_PROBLEM A_
Reproduce the passage of the text analytics article below from "New advances in" up to and including "their Use Cases?".
_PROBLEM B_
Proceed with the article on text analytics below, writing on from the point at which it stops.

_TEXT_
------------
The Incredible Potential of Text Analytics – The Use Cases Explained.

New advances in text analytics make the tech news nearly every week, most prominently IBM Watson, but also more recently AI approaches such as ELMo or BERT. And now it made world news with the pandemic caused by the Covid-19 virus, with the white house requesting help via NLP.

Text Analytics and Natural Language Processing (NLP) deal with all types of automatic processing of texts and is often built on top of machine learning or artificial intelligence approaches. The idea of this article is not to explain how text analytics works, but instead to explain what is possible.

Who are the Stakeholders? What are their Use Cases?

There are basically four main groups interested in the usage of text analytics: People writing text, people trying to read (especially large pieces of) text, people responsible for large chunks of text, either as a supervisor or as a quality advisor, and people using the text as an input for follow-up activities . In a nutshell these four roles can profit from text as follows:

  • The Writer: Text Analytics supports text creators immediately and in an unbiased way.
  • The Reader: Text Analytics visualizes the invisible.
  • The Quality Manager or Supervisor: Text Analytics helps to control the incontrollable.
  • The User of the Text: Text Analytics enables to extract the value from the clutter.

In the following, I’ll show which relevant questions Text Analytics can answer for each of those roles.

Use Case 1: Text Analytics Supports Text Creators Immediately and in an Unbiased Way.

For the first use case, imagine you need to write a text. For example, a blog post, a requirement, a test case, a contract, etc etc etc. There are so many different quality aspects that you are probably thinking about. You are (hopefully) asking yourself: Is my text understandable? Is it precise? Is my wording consistent? Did I follow all the company guidelines (e.g. patterns, templates, syntax)? And also: Did I just unintentionally create a new text that someone else already wrote? An automatic Text Analytics approach can give you immediate feedback about the text. And your colleagues can focus on the actual content instead of company guidelines and language issues, as we found out in this study.

For you as a text creator, Text Analytics includes language checks like spell checkers or grammarly, but it can be so much more. You can get automatic feedback not just for generic language quality, but for text quality specifically for a particular document type.
------------
_RECORD EXTRACTS_
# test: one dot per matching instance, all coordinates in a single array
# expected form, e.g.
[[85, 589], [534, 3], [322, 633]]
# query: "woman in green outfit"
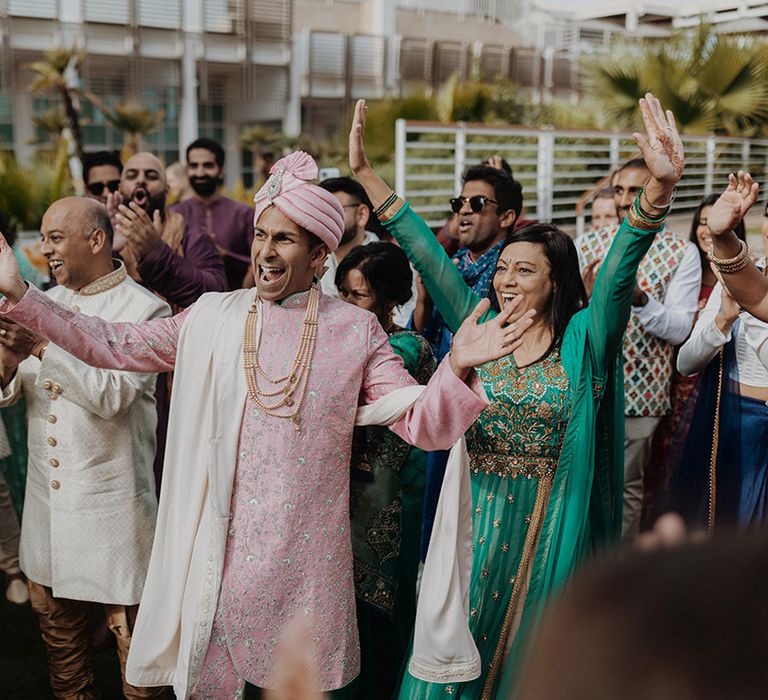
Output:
[[387, 485], [546, 456]]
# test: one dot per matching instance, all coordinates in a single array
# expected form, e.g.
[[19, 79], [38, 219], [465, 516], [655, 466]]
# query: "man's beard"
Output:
[[205, 186], [349, 234]]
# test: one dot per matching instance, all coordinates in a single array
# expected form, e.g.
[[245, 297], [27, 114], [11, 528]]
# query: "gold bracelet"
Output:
[[378, 211], [391, 211], [734, 264], [636, 221]]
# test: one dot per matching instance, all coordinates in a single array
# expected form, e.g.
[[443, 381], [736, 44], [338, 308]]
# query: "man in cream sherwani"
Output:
[[90, 505]]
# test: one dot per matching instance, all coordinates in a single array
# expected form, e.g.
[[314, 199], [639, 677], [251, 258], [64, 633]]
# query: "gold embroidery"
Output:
[[542, 496]]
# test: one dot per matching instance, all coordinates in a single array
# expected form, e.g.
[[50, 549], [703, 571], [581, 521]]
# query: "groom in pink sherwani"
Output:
[[253, 524]]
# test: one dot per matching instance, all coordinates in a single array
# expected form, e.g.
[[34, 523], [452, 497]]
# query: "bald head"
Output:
[[144, 182], [146, 161], [75, 238], [80, 215]]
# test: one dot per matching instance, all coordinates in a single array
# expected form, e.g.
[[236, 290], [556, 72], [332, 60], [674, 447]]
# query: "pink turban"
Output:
[[307, 205]]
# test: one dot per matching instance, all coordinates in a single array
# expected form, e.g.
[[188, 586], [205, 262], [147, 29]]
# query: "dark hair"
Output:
[[507, 190], [708, 201], [386, 269], [683, 622], [349, 186], [353, 188], [8, 231], [209, 145], [568, 295], [506, 167], [98, 158]]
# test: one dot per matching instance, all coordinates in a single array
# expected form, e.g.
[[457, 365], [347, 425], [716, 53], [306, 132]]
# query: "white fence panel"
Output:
[[555, 167]]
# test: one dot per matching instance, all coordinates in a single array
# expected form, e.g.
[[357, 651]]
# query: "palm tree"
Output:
[[711, 82], [59, 71], [132, 119]]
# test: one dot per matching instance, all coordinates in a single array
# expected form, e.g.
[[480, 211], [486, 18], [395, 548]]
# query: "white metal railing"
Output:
[[555, 167]]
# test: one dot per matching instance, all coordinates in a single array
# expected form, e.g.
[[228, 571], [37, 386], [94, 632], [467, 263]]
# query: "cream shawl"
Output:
[[182, 587]]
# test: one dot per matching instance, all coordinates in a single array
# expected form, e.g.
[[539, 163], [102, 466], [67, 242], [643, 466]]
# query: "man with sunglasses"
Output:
[[491, 201], [101, 174], [663, 308]]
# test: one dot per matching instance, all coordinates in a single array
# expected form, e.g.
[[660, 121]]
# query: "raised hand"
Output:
[[661, 145], [477, 343], [11, 283], [134, 224], [357, 159], [738, 198]]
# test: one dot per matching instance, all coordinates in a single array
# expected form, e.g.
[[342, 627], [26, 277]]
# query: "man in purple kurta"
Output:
[[253, 524], [228, 223], [165, 254]]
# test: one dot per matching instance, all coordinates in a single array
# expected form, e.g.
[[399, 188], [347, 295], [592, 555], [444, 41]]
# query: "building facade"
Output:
[[215, 67]]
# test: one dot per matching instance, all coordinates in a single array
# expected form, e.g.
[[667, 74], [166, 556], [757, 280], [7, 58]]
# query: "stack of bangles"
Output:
[[734, 264], [639, 218], [388, 208]]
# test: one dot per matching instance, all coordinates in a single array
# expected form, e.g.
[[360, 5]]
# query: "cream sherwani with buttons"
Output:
[[90, 506]]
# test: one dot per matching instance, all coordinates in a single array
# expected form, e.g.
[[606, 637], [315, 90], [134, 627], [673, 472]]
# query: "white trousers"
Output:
[[638, 435]]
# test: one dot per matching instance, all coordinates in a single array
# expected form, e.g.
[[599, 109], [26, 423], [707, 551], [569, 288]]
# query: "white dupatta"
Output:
[[444, 650]]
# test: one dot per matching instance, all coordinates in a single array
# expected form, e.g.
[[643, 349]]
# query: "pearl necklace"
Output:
[[281, 403]]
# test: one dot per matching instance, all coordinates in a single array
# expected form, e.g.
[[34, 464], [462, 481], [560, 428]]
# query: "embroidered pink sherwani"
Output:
[[287, 551]]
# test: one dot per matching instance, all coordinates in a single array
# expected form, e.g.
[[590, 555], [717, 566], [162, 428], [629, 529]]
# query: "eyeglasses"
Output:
[[96, 188], [476, 203]]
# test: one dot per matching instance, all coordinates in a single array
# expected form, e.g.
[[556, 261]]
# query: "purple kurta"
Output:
[[229, 224], [288, 553], [181, 280]]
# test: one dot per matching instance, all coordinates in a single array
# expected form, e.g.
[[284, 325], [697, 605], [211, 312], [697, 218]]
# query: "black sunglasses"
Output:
[[476, 203], [96, 188]]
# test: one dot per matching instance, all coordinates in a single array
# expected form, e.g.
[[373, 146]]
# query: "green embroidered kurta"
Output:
[[546, 457], [386, 503]]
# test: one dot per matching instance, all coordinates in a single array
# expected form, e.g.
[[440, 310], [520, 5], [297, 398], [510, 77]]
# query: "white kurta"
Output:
[[90, 505]]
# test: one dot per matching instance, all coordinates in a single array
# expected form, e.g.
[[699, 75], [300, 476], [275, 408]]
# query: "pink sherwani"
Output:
[[287, 553]]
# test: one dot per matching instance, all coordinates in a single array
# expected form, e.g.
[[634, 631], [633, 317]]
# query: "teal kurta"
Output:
[[386, 503], [546, 457]]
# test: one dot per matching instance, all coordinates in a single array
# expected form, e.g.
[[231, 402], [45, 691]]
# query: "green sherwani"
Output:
[[546, 457]]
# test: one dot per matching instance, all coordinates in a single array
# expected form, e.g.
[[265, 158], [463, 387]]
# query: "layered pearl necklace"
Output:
[[286, 400]]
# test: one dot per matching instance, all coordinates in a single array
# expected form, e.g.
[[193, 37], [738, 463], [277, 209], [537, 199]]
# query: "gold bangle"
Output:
[[389, 213], [636, 221], [734, 264], [378, 211]]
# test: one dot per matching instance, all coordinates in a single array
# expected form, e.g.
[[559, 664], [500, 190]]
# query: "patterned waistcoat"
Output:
[[648, 360]]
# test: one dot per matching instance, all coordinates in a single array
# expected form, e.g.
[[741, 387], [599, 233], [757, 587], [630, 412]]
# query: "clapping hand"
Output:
[[134, 224], [661, 145], [731, 207], [477, 343]]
------------
_EXPECTED OUTPUT A_
New advances in text analytics make the tech news nearly every week, most prominently IBM Watson, but also more recently AI approaches such as ELMo or BERT. And now it made world news with the pandemic caused by the Covid-19 virus, with the white house requesting help via NLP.

Text Analytics and Natural Language Processing (NLP) deal with all types of automatic processing of texts and is often built on top of machine learning or artificial intelligence approaches. The idea of this article is not to explain how text analytics works, but instead to explain what is possible.

Who are the Stakeholders? What are their Use Cases?

_EXPECTED OUTPUT B_
Screenshot: Our Text Analytics suite helps authors writing high quality texts while writing.

But text analytics can support you as a text creator in so much more than just this. For example, text analytics can even help you by artificially creating whole blocks of text. A great example of this is https://talktotransformer.com, which finishes any text given as an input in a character-by-character fashion. In these breathtaking examples, TalkToTransformer is able to create text that are sometimes difficult to distinguish from texts created by humans. Try it yourself here.

Screenshot: TalkToTransformer finishes a piece of text automatically.

Use Case 2: Bring Light to the Invisible for Readers

I am very often concerned with the second use case. It happens that someone sends me a hundred-page document (or larger) and asks for my feedback. Here I quickly need to understand the topics or key terms that the text talks about. Sometimes I search for specific text locations, e.g. which are all the places that talk about my component within the system? However, in the perfect world, I don’t want to read each word, but get a summary of each paragraph: What does this paragraph talk about? For example, when I do requirements audits, I want to know what are all the paragraphs that contain requirements and which parts are just glue text or explanations. And lastly, I often get multiple documents at once. So here I need to know what the relation between the different documents is: How do they relate to each other, how much do they overlap?

You know what’s fantastic: For all of these questions there are existing Text Analytics solutions. For some, like paragraph summarization, it is pretty much bleeding edge research. For others, such as relationships between texts, established algorithms are well understood and also newly existing libraries for getting a more semantic understanding of words are used in hundreds, if not thousands of projects. Here is an example where we worked on a classification of texts into requirements together with the DKE:

Screenshot: In this project we help automatically discovering and tagging requirements in an ISO Standard.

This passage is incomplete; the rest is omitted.